+++ Material for the task
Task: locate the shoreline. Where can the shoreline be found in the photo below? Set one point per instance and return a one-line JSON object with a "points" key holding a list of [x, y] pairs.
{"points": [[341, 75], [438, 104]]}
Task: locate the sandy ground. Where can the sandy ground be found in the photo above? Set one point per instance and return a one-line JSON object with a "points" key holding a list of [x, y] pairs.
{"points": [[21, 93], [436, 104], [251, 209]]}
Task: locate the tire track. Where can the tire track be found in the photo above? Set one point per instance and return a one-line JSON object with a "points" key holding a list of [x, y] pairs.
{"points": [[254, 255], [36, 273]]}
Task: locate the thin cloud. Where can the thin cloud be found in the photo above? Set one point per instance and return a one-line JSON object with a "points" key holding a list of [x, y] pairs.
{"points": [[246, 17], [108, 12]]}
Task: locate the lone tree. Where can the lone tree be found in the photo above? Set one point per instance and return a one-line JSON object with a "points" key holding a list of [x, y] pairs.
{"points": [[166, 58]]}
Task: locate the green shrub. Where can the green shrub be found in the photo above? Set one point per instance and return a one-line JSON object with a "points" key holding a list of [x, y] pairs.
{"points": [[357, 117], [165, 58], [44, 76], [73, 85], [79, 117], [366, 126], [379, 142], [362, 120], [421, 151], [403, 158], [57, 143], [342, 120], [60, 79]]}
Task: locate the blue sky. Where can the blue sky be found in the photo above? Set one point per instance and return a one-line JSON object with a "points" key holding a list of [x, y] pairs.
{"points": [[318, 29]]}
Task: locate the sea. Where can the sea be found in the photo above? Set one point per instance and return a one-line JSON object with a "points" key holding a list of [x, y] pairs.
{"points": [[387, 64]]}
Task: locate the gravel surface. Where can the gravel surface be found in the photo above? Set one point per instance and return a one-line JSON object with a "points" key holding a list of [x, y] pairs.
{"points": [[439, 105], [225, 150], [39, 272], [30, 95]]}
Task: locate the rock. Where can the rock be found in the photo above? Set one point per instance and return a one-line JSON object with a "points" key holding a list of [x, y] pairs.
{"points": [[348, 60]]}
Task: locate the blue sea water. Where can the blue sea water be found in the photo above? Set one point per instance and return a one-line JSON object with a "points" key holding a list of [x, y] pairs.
++++++
Present all the rows above as a numbered list, leaving out any blank lines.

Answer to the problem:
1. Task: locate the shoreline. Where can the shoreline be found in the photo below? Set one point per instance and return a one-line JSON object with a "points" key holding a list of [x, y] pairs.
2. {"points": [[341, 75], [438, 104]]}
3. Task: locate the sandy ground. Where can the sandy ground be found in the photo above? Set one point per instance and return a one-line JSON object with a "points" key holding a list of [x, y] pairs.
4. {"points": [[21, 93], [436, 104], [251, 209]]}
5. Task: locate the tire track. Where can the tire track be found in the photo above? Set one point per instance and return a one-line JSON object with a "points" key holding a list of [x, y] pairs.
6. {"points": [[254, 255], [36, 273]]}
7. Task: locate the thin cloud. Where can the thin cloud be found in the photo above? Set one point per instance and return a one-line JSON object with a "points" key holding a list of [x, y] pairs.
8. {"points": [[246, 17], [108, 12]]}
9. Task: locate the lone tree. Where can the lone tree be found in the photo above? Set one point per instance and return a one-line JSON object with a "points" key holding a list of [x, y] pairs.
10. {"points": [[166, 58]]}
11. Task: locate the green shrub. Where can the green shrub be found in the photo above? Set one point per instance and return a one-line JSON object with a "points" key holding a list of [x, y] pairs.
12. {"points": [[357, 117], [165, 58], [44, 76], [73, 85], [79, 117], [366, 126], [379, 142], [362, 120], [421, 151], [403, 158], [57, 143], [342, 120], [60, 79]]}
13. Task: locate the blue sky. Where can the blue sky be found in the photo above? Set one point per instance and return a one-line JSON object with a "points" key holding a list of [x, y] pairs.
14. {"points": [[318, 29]]}
15. Task: locate the sea. Where can the sea be found in the photo above? Set one point per instance and return a one-line JSON object with a "points" key holding a list of [x, y] pairs.
16. {"points": [[387, 64]]}
17. Task: locate the gravel surface. Where can the gravel surface be found in the photo above? Set one point per instance and return a one-line JSON object with a "points" key holding a list of [x, y] pairs.
18. {"points": [[439, 105], [225, 150], [39, 272], [30, 95]]}
19. Task: locate the rock. Where can the rock be found in the photo above? Set one point per instance and return a one-line JSON object with a "points" key holding a list of [x, y] pairs.
20. {"points": [[348, 60]]}
21. Task: locate the blue sea water. Where can the blue sea water be found in the photo above? Set one point per instance and return a one-line JSON object with a "points" key holding a list of [x, y] pairs.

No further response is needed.